Rename "lane tally" to "vehicle count" throughout the records below, and write them out again with nothing else changed. Leave the pictures out.

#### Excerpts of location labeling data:
● ● ● ●

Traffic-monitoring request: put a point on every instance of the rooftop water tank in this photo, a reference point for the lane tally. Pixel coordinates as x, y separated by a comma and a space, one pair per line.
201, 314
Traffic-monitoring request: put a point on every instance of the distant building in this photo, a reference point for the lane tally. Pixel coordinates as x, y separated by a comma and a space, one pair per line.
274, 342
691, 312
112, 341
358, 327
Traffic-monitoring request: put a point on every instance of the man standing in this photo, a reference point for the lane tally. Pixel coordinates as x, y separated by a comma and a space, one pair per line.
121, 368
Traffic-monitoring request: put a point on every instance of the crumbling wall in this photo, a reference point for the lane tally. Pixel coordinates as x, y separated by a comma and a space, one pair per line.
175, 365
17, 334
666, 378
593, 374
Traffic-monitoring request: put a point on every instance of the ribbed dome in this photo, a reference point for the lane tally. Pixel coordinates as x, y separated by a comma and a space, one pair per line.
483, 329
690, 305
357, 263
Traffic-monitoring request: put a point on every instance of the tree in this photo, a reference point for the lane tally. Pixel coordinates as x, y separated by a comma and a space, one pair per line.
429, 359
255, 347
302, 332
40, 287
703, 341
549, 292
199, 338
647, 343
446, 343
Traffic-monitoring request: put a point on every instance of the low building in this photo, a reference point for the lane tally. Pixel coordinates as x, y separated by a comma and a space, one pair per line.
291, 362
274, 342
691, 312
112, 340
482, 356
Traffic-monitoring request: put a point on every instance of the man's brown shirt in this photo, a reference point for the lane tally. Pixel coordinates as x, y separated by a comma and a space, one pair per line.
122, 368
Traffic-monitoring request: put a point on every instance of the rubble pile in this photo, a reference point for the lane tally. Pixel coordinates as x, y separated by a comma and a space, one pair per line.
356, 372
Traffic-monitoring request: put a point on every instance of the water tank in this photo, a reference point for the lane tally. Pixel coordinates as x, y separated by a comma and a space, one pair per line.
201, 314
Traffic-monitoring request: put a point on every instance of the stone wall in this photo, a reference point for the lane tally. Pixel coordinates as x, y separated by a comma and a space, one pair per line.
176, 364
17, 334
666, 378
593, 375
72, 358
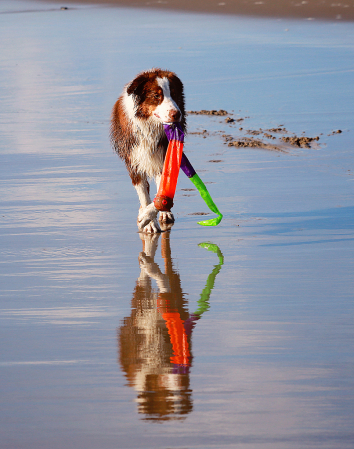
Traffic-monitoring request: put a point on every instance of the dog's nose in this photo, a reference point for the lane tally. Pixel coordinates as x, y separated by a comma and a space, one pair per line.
175, 115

● ● ● ●

#### Solution for this problem:
Traffic-monitoring request: put a point on every instance of the rooftop water tank in this photo, a reference point for the vehicle count. Pixel coordinates as x, y separated by a comma and a space, one pair per line.
201, 314
Traffic-monitoring request: put a point on every instance of the distant building in this photo, a reference point for the vehicle count. Pixel coordinates as x, y separated by a comma and a space, one pair per line.
274, 342
691, 312
112, 341
358, 327
Traffic-monitoring request: put a point on every instance of the man standing in this photo, a reference point for the vehicle count. Pixel coordinates as x, y separated by a comma and a space, one pair per line.
121, 368
Traffic-monitoring request: put a point on every instance of the crumbling wall in this photo, a reference point for the vehicle count. Pixel coordinates as x, y separated by a comma and a space, one pair per line.
175, 365
17, 334
666, 378
593, 374
Traffic-monitoring request: put a point on every instance of the ribbed dome in this photo, a reference point for the vehicle count. Pixel coordinates as x, y separated by a comma and a space, one pair per line.
483, 329
690, 305
357, 263
Traffic-monitoring request: put a point on every instance of the tree in this photo, a reference point for the vehicle count. Pixel coordinates as x, y separated by a comma and a space, one pair per line.
429, 359
255, 347
302, 332
40, 287
703, 341
549, 292
199, 338
647, 343
446, 343
Traffic-monitoring request: put a point on every instance of the low building in this photo, a reference point for the vehicle count. Pixel coordinates as x, y separated by a comma and a space, one pair per line.
291, 362
274, 342
691, 312
112, 340
482, 356
Traffic-monitoring request: put a point on every instance of the man's brown shirt in this photo, a reference point for the vehicle count. Pixel coordinates as x, y separated by a comma and a space, one pair per line.
122, 368
Traffic-monitoring request: put a point on every instance of the rubble pile in this photo, a reference point for the vehicle count. Pixel coordinates as x, y separated by a comma and a space, one pair per line.
356, 372
Traffic-monitoring request: put a point on every instance of the water tank in this photo, a reference point for the vehicle count. Pixel coordinates as x, y separated by a comma and a space, one pair per line.
201, 314
Traffic-monitoring request: put a point on every instance of the stone wall in this photo, a reference point for the vehicle count. Pixel coordinates as x, y separated by a comma and a space, one pair per line.
176, 364
17, 334
666, 378
593, 375
72, 358
Traffic-monitoring request: put a point on every instance of the dog's nose in this photo, a reference point for the vehicle count. Pixel coordinates as x, y separated by a comma and a space, one pair per line.
175, 115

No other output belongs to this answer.